Request: Find each line below that contains the word "cloud", and copy those lines.

___ Supplied records

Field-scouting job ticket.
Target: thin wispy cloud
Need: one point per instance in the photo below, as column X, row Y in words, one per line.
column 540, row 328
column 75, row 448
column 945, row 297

______
___ Supplied records

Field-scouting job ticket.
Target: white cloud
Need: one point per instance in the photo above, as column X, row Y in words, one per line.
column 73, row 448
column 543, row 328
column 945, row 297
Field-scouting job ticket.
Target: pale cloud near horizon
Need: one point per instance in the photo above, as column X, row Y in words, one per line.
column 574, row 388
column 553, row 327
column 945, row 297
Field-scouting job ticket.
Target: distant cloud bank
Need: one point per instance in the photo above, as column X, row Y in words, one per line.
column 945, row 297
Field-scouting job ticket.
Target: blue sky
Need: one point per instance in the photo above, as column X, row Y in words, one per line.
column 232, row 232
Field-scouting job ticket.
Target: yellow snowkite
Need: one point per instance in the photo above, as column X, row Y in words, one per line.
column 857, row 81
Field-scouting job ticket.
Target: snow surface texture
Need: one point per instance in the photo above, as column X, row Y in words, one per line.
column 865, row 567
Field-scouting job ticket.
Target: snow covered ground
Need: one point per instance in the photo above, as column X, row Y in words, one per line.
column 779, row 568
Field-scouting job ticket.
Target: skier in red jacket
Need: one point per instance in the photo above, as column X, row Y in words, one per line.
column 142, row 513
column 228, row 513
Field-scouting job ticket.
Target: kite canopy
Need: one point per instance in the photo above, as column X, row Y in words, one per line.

______

The answer:
Target: thin wispy cloud
Target: white cloud
Target: pale cloud near horizon
Target: distant cloud bank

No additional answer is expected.